▶ _RECORDS SHOWN_:
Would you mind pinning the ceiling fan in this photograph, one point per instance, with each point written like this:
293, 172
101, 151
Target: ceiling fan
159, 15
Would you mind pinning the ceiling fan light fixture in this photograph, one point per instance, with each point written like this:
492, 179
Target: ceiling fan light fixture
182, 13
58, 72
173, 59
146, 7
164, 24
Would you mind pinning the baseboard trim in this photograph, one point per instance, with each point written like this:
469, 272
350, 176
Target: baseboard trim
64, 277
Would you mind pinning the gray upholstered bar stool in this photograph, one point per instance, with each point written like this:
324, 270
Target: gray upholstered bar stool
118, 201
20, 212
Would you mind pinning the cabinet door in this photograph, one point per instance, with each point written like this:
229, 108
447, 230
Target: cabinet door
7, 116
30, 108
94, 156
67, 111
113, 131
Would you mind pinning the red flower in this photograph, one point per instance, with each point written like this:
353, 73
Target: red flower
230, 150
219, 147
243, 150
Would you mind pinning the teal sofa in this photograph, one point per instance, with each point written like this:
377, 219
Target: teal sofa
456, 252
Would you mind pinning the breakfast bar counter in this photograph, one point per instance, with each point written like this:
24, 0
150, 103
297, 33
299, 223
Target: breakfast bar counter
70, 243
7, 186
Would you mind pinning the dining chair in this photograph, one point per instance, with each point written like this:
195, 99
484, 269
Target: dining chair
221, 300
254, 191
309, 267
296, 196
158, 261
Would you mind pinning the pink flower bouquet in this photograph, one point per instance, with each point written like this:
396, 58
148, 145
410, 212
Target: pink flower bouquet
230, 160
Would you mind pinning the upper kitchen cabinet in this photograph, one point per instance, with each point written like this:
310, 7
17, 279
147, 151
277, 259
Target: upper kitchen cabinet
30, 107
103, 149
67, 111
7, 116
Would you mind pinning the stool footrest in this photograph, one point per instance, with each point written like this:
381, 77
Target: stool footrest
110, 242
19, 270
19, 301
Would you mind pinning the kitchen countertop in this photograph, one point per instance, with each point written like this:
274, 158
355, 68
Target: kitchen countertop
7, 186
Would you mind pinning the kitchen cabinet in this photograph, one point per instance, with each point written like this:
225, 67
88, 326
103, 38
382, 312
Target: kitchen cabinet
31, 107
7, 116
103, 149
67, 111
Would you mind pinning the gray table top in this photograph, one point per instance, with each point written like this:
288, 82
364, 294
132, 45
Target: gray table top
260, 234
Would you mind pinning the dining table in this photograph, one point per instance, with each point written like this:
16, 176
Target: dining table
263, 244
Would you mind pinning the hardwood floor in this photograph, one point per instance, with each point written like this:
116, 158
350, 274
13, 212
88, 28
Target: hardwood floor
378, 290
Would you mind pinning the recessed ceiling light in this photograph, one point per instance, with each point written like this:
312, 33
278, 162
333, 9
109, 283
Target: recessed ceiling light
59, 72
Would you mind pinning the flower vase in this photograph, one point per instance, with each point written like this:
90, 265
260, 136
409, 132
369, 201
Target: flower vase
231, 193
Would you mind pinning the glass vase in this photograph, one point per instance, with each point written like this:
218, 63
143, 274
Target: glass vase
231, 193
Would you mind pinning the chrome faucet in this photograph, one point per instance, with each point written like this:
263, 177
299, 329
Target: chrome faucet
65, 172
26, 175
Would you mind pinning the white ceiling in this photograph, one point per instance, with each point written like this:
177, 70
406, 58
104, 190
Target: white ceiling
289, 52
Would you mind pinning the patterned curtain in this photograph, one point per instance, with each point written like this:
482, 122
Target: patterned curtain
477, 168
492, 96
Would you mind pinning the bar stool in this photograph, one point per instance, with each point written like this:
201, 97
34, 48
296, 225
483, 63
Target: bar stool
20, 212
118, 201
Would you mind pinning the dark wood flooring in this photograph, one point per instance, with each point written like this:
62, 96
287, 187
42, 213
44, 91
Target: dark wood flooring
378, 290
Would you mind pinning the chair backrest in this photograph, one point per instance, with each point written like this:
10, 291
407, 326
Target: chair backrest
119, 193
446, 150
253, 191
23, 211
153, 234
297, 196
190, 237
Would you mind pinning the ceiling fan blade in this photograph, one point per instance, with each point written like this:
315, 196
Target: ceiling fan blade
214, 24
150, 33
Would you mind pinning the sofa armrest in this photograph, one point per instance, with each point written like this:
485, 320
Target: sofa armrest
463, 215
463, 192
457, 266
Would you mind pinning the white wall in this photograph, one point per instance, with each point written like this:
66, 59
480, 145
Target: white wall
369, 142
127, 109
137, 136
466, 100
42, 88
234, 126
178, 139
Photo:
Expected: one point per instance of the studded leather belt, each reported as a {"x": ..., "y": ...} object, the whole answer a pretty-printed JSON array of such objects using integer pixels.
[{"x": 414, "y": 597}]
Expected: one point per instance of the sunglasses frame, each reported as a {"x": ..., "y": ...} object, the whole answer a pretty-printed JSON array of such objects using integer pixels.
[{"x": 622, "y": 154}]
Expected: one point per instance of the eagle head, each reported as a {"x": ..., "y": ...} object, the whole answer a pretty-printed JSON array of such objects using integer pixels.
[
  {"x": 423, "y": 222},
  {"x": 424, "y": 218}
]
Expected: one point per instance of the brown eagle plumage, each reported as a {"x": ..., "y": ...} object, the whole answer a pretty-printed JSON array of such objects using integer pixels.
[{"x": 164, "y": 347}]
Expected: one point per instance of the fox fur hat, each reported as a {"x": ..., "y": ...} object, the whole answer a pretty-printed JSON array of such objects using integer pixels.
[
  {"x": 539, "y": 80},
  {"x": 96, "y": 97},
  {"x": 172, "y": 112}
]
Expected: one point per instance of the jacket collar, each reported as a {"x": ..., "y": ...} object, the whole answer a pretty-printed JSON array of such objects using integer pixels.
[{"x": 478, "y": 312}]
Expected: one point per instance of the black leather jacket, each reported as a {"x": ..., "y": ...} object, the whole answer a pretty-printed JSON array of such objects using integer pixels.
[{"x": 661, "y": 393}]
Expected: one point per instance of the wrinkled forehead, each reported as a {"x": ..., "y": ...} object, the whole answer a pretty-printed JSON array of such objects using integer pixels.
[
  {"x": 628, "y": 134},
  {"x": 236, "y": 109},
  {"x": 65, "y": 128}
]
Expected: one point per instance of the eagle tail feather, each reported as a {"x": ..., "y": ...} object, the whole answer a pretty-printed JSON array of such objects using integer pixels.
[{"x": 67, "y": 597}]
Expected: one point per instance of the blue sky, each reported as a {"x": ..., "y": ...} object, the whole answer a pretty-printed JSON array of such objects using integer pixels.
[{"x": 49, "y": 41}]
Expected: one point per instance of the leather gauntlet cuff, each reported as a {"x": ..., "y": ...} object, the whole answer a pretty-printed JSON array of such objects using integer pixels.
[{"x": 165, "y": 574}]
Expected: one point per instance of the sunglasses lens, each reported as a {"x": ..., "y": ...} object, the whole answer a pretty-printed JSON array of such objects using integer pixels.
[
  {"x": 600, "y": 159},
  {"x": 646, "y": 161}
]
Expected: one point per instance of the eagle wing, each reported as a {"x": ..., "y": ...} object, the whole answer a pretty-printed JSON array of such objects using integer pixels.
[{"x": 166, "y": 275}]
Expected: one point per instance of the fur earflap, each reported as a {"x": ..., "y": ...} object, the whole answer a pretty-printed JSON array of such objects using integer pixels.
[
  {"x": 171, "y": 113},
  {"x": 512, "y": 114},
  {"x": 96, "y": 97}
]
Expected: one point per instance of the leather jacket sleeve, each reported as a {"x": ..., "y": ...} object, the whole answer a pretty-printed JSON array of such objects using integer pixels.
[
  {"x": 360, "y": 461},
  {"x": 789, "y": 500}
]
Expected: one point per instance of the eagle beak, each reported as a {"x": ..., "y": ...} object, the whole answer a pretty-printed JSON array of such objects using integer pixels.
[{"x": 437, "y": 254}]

▶ _TASK_:
All of the data above should be reproduced exactly, with nothing missing.

▶ _WRITTEN ANSWER_:
Would you mind pinning the ceiling fan in this photograph, one point per instance, with each point written like this:
293, 172
101, 151
Target: ceiling fan
159, 15
Would you mind pinning the ceiling fan light fixture in this photograph, one point per instance, with each point written like this:
492, 179
Target: ceiling fan light fixture
182, 13
58, 72
173, 59
146, 7
164, 24
Would you mind pinning the baseboard trim in this photograph, one point per instance, with each point written like this:
469, 272
350, 176
Target: baseboard trim
64, 277
Would you mind pinning the gray upholstered bar stool in this photograph, one point per instance, with each point written like this:
324, 270
Target: gray upholstered bar stool
118, 201
20, 212
Would you mind pinning the cabinet door in this photograph, one point per instance, with each point written like this:
229, 108
447, 230
Target: cabinet door
7, 116
30, 108
94, 156
67, 111
113, 131
Would you mind pinning the red flower in this photograph, one point per instance, with each point written like this:
353, 73
Target: red flower
230, 150
219, 147
243, 150
Would you mind pinning the teal sofa in this photograph, one point per instance, with each point written like this:
377, 219
Target: teal sofa
456, 252
Would you mind pinning the breakfast bar counter in this photograph, one point per instance, with each point written like this:
24, 0
150, 103
297, 33
299, 223
Target: breakfast bar counter
70, 243
7, 186
Would you mind pinning the dining chair in this photograph, one point per instance, with each point written like this:
195, 99
484, 269
Target: dining chair
221, 300
254, 191
309, 267
296, 196
158, 261
Would you mind pinning the pink flower bouquet in this photograph, one point per instance, with each point written like this:
396, 58
148, 145
410, 212
Target: pink flower bouquet
230, 160
Would you mind pinning the upper kitchen cabinet in this photograph, one point per instance, with each point written like this:
310, 7
17, 279
147, 151
277, 259
Target: upper kitchen cabinet
30, 107
103, 149
67, 111
7, 116
Would you mind pinning the stool footrest in this photograph, one point per instance, with each point written like this:
381, 77
Target: stool footrest
110, 242
19, 270
19, 301
Would you mind pinning the kitchen countertop in this photograph, one point per instance, with each point written like this:
274, 158
355, 68
Target: kitchen countertop
7, 186
Would you mind pinning the kitchen cabinet in this photograph, one point per instance, with each point written like this:
225, 67
88, 326
103, 38
382, 312
Target: kitchen cabinet
31, 107
7, 116
103, 149
67, 111
Would you mind pinning the gray table top in this photograph, one point per instance, with each point written like this:
288, 82
364, 294
132, 45
Target: gray table top
260, 234
Would you mind pinning the dining table in this photograph, one point per instance, with each point written like this:
16, 176
Target: dining table
263, 244
Would you mind pinning the hardwood floor in this photograph, one point per instance, with each point written like this:
116, 158
350, 274
13, 212
88, 28
Target: hardwood floor
378, 290
Would you mind pinning the recessed ceiling light in this photograph, one point per instance, with each point written like this:
312, 33
278, 162
333, 9
109, 283
Target: recessed ceiling light
59, 72
Would you mind pinning the flower vase in this photograph, one point per instance, with each point written like this:
90, 265
260, 136
409, 132
369, 201
Target: flower vase
231, 193
Would you mind pinning the glass vase in this photograph, one point per instance, with each point written like this:
218, 63
143, 274
Target: glass vase
231, 193
Would you mind pinning the chrome faucet in this photograph, one point per instance, with each point written like this:
263, 177
299, 329
Target: chrome faucet
65, 172
26, 175
Would you mind pinning the white ceiling in this photograph, one point per instance, with each point written like this:
177, 70
406, 58
104, 190
Target: white ceiling
289, 52
Would you mind pinning the patterned curtain in this photograph, one point per instance, with each point written like this:
482, 122
Target: patterned curtain
477, 168
492, 96
Would you mind pinning the bar stool in this photograph, one point per instance, with each point written like this:
201, 97
34, 48
296, 225
483, 63
Target: bar stool
20, 212
118, 201
Would you mind pinning the dark wood flooring in this photograph, one point per instance, with each point written like this:
62, 96
287, 187
42, 213
44, 91
Target: dark wood flooring
378, 290
Would you mind pinning the chair backrest in this photograph, one point per instance, with each point written like this:
10, 291
407, 326
Target: chair backrest
119, 193
446, 150
253, 191
23, 211
153, 234
297, 196
190, 237
Would you mind pinning the ceiling fan blade in this photograph, one point per instance, with each point written like this:
315, 196
Target: ceiling fan blade
214, 24
150, 33
Would you mind pinning the sofa armrest in this photograph, one point per instance, with each point written like this:
485, 320
Target: sofa armrest
463, 215
463, 192
457, 266
Would you mind pinning the white wall in this photograph, one point per instance, with each point written like this:
66, 59
480, 145
Target: white wall
369, 142
127, 109
137, 136
466, 100
42, 88
234, 126
178, 139
Photo:
Expected: one point per instance of the studded leather belt, each reported as a {"x": ..., "y": ...} object, the whole answer a pretty-printed JSON array of such objects using integer pixels.
[{"x": 414, "y": 597}]
Expected: one point per instance of the sunglasses frame, each reported as a {"x": ..., "y": ...} object, the whole answer a pretty-printed JSON array of such objects using integer pixels.
[{"x": 622, "y": 154}]
Expected: one point per instance of the eagle head, each reported as a {"x": ..., "y": ...} object, the whole answer a pretty-printed JSON array of such objects using integer pixels.
[
  {"x": 423, "y": 222},
  {"x": 424, "y": 218}
]
Expected: one point per instance of the brown eagle plumage, each reported as a {"x": ..., "y": ...} object, the whole answer a pretty-printed JSON array of such objects using integer pixels.
[{"x": 164, "y": 347}]
Expected: one point per instance of the fox fur hat, each reported as a {"x": ..., "y": ...} object, the whole answer a pretty-printed JSON array of such objects using integer pixels.
[
  {"x": 539, "y": 80},
  {"x": 96, "y": 97},
  {"x": 172, "y": 112}
]
Expected: one point per instance of the jacket collar, each reported as a {"x": ..., "y": ...} object, the whole answer a pretty-printed JSON array of such objects using integer pixels.
[{"x": 478, "y": 312}]
Expected: one point per instance of the black leather jacket, each reported as a {"x": ..., "y": ...} object, the whole answer a pretty-printed JSON array of such objects using integer pixels.
[{"x": 661, "y": 393}]
Expected: one point per instance of the wrinkled forehead, each reported as a {"x": ..., "y": ...} object, the whole answer a pretty-printed JSON array of such objects using integer pixels.
[
  {"x": 628, "y": 134},
  {"x": 236, "y": 109},
  {"x": 65, "y": 128}
]
Expected: one point per instance of the eagle tail feather, each reported as a {"x": ..., "y": ...} object, the whole answer a pretty-printed JSON array of such objects using integer pixels.
[{"x": 67, "y": 597}]
Expected: one point per instance of the blue sky, each reported as a {"x": ..., "y": ...} object, the whole answer a pretty-printed JSON array of such objects using integer pixels.
[{"x": 49, "y": 41}]
Expected: one point per instance of the leather gauntlet cuff, each reported as a {"x": ..., "y": ...} object, the whole answer a pretty-printed JSON array of such objects using integer pixels.
[{"x": 165, "y": 574}]
Expected: one point per instance of the sunglasses lens, each reported as a {"x": ..., "y": ...} object, the whole answer a pretty-printed JSON array of such objects using integer pixels.
[
  {"x": 600, "y": 159},
  {"x": 646, "y": 161}
]
Expected: one point per instance of the eagle wing, each reported as a {"x": ..., "y": ...} object, the whole answer a pretty-printed JSON array of such objects using integer pixels.
[{"x": 166, "y": 275}]
Expected: one point per instance of the fur earflap, each reported as a {"x": ..., "y": ...} object, the whole answer a pretty-printed JSON array of such objects using integer pixels.
[
  {"x": 171, "y": 113},
  {"x": 512, "y": 114},
  {"x": 96, "y": 97}
]
Expected: one point per instance of the leather jacket sleeve, each reported as a {"x": ..., "y": ...} object, the whole answer a pretty-printed JSON array of such objects using integer pixels.
[
  {"x": 360, "y": 461},
  {"x": 789, "y": 500}
]
Expected: one point per instance of the eagle beak, each reported as a {"x": ..., "y": ...} object, the whole answer a pretty-printed JSON array of such objects using integer pixels.
[{"x": 437, "y": 254}]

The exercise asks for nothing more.